── Exercise inputs
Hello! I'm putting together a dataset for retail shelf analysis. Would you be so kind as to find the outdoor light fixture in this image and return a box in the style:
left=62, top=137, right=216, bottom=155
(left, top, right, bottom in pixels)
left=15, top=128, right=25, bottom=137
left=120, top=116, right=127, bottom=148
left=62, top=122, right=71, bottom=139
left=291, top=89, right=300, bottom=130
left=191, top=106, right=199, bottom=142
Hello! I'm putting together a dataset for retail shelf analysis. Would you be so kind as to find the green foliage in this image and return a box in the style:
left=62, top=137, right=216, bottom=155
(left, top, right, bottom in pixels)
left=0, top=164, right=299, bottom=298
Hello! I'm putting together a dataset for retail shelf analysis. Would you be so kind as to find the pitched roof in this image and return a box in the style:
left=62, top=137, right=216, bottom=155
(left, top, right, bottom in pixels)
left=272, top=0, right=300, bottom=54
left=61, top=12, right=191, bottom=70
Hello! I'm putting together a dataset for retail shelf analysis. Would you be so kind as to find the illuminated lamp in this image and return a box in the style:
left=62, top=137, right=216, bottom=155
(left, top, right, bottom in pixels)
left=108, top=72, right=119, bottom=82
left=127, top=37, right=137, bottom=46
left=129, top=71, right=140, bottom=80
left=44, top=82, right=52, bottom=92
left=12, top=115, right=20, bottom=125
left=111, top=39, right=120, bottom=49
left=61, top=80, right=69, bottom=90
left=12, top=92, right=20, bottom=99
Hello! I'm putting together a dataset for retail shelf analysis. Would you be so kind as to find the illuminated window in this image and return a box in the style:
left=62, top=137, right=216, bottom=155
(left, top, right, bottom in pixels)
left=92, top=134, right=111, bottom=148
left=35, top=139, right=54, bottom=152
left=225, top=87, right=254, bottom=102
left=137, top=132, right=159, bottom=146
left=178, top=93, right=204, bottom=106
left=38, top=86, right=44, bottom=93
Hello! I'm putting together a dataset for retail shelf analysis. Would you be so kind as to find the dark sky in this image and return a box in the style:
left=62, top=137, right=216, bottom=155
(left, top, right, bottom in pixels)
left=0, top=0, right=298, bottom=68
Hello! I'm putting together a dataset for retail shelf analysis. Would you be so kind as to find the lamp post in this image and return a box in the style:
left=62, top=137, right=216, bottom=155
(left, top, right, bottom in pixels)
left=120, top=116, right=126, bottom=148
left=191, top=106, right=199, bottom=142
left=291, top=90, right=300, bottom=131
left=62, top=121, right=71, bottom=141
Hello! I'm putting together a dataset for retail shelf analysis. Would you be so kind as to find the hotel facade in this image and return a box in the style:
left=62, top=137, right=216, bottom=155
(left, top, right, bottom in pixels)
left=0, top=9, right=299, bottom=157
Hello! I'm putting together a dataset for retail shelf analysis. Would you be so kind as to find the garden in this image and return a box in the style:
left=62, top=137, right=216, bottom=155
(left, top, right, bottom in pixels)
────
**Task description**
When transcribing the data, keep every line exactly as it is.

**Expected answer**
Hello! I'm putting together a dataset for retail shelf analysis. Would you be so kind as to find the outdoor light fixture in this image and return a box in the style:
left=62, top=137, right=216, bottom=155
(left, top, right, bottom in pixels)
left=15, top=128, right=25, bottom=137
left=120, top=116, right=127, bottom=148
left=62, top=122, right=71, bottom=139
left=291, top=89, right=300, bottom=130
left=191, top=106, right=199, bottom=142
Hello! I'm putting together a dataset for retail shelf analysis. Would you be so kind as to find the green foliage in this image and return a box in the style:
left=62, top=137, right=216, bottom=155
(left, top, right, bottom in pixels)
left=0, top=164, right=299, bottom=298
Hello! I'm putting together a dataset for retail shelf analysis. Would you be so kind as to find the pitched roof in this image and return a box in the style:
left=62, top=137, right=216, bottom=155
(left, top, right, bottom in pixels)
left=272, top=0, right=300, bottom=54
left=61, top=12, right=191, bottom=70
Hello! I'm putting together a dataset for retail shelf analysis. Would you be so kind as to find the illuminated lamp in this image and return a box in the style:
left=62, top=137, right=216, bottom=155
(left, top, right, bottom in pixels)
left=108, top=72, right=119, bottom=82
left=127, top=37, right=137, bottom=46
left=129, top=71, right=140, bottom=80
left=44, top=82, right=52, bottom=92
left=12, top=115, right=20, bottom=125
left=111, top=39, right=120, bottom=49
left=61, top=80, right=69, bottom=90
left=12, top=92, right=20, bottom=99
Hello! I'm putting together a dataset for retail shelf analysis. Would you be so kind as to find the illuminated window in this image and return a box in the style:
left=62, top=137, right=216, bottom=155
(left, top, right, bottom in pixels)
left=92, top=134, right=111, bottom=148
left=35, top=139, right=54, bottom=152
left=225, top=87, right=254, bottom=102
left=137, top=132, right=159, bottom=146
left=178, top=93, right=204, bottom=106
left=38, top=86, right=44, bottom=93
Hello! I'm putting together a dataset for retail shelf analysis. Would you be so kind as to find the dark sky in this image and return a box in the style:
left=62, top=137, right=216, bottom=155
(left, top, right, bottom in pixels)
left=0, top=0, right=298, bottom=68
Hello! I'm putting together a dataset for retail shelf analysis. Would you be so kind as to find the lamp post in this image and return a box in the style:
left=62, top=137, right=216, bottom=155
(left, top, right, bottom in pixels)
left=120, top=116, right=126, bottom=148
left=191, top=106, right=199, bottom=142
left=291, top=90, right=300, bottom=131
left=62, top=121, right=71, bottom=141
Hello! I'm putting together a dataset for retail shelf analysis. Would you be so kind as to find the hotel facade in this image and return a box in the style:
left=62, top=137, right=216, bottom=155
(left, top, right, bottom in pixels)
left=0, top=9, right=299, bottom=157
Hello! I'm putting together a dataset for retail shelf analysis. Would you be so kind as to find the garden in this image and return a box in the style:
left=62, top=137, right=216, bottom=155
(left, top, right, bottom in pixels)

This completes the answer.